- _AIM_: Locate every line in the entries below that contains the string "bare" and copy each of those lines in full. Case counts when matching.

- _SUPPLIED DATA_:
-*-

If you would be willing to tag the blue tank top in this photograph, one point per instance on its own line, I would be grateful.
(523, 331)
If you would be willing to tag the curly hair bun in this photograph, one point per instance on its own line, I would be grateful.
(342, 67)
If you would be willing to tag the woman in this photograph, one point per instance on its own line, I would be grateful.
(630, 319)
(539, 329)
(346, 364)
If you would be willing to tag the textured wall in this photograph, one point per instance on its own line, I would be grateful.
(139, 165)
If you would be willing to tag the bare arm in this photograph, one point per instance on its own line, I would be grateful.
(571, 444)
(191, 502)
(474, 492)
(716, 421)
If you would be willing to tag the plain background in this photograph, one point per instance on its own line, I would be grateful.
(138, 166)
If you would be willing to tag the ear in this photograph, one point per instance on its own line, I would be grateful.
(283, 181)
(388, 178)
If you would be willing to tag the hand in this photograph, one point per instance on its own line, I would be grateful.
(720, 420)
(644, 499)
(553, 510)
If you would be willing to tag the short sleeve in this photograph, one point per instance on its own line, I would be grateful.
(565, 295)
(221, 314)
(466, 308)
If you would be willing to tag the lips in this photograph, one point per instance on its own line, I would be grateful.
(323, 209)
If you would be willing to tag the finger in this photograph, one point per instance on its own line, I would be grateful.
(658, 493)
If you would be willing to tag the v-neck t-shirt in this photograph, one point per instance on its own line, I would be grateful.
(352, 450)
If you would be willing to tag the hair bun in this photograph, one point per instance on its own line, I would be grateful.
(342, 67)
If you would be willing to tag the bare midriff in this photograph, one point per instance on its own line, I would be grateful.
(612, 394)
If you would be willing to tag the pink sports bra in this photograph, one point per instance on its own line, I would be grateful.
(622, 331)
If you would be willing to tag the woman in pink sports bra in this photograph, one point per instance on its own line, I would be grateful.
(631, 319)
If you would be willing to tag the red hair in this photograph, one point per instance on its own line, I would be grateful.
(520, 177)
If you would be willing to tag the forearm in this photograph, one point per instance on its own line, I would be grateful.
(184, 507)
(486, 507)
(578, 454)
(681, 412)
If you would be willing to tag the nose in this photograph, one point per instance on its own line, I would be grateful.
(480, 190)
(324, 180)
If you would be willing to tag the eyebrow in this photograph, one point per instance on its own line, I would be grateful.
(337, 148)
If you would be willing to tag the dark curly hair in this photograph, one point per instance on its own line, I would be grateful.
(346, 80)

-*-

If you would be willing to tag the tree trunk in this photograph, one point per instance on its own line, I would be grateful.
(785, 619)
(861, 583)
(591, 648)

-*-

- _EXERCISE ANSWER_:
If you would be willing to tag the bare arm in this photograph, one point per instance on its own line, I would be grateful.
If you would be willing to tag the bare midriff in this photograph, one point per instance on its own line, I would be grateful.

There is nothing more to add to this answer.